## Information supplied
»»

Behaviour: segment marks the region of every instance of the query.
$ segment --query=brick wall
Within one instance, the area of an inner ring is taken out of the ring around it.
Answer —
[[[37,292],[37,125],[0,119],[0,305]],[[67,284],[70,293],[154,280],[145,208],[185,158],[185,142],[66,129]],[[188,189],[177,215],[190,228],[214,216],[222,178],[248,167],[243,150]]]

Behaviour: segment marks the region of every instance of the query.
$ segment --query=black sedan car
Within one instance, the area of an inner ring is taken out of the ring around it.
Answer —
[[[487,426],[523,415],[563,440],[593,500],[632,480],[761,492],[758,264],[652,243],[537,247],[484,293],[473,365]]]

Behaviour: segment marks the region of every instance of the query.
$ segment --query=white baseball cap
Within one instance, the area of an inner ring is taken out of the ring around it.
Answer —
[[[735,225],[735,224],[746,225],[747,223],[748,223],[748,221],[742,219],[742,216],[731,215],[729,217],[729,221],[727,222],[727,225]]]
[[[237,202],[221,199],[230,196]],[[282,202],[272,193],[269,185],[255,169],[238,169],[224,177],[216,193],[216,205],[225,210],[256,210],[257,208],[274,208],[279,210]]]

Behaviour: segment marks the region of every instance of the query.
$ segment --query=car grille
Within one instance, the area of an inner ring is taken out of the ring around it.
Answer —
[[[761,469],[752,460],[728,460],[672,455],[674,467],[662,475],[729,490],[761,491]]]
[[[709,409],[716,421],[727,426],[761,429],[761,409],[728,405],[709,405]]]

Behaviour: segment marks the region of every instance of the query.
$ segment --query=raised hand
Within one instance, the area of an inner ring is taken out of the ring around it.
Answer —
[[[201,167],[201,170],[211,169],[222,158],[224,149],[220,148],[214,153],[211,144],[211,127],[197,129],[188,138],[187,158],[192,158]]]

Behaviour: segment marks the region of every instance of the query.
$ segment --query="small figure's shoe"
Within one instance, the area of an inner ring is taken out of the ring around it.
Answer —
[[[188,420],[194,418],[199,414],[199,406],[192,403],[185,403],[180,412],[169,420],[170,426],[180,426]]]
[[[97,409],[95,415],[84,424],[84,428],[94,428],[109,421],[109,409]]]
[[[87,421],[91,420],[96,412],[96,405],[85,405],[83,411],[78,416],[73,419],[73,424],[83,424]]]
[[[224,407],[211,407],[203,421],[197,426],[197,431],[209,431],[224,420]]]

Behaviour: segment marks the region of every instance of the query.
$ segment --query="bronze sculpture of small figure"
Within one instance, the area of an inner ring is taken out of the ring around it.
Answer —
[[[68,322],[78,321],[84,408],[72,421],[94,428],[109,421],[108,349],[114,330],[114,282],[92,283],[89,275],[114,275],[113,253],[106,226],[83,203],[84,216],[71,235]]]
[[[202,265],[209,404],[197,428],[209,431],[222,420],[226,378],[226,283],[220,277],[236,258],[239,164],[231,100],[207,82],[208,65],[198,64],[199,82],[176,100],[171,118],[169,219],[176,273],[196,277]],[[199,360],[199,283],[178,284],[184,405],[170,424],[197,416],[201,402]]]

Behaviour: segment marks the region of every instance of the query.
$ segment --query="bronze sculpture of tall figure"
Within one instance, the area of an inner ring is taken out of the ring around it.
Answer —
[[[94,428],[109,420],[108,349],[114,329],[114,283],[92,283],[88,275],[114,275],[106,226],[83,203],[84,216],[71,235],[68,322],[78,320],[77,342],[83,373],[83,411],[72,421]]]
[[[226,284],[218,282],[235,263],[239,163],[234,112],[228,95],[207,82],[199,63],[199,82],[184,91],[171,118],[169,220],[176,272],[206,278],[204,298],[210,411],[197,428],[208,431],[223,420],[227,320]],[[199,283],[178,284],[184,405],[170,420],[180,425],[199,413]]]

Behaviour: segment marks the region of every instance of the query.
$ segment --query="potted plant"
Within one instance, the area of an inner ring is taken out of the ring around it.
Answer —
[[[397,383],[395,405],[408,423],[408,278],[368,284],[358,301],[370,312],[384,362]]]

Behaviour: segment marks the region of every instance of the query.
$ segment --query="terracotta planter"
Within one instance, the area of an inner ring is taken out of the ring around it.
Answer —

««

## Task goal
Which lines in the records contain the word "bronze"? Copy each one, treating uppercase and lowercase as different.

## Response to the exercise
$ segment --query="bronze sculpture of small figure"
$ segment --query="bronze sculpture of tall figure"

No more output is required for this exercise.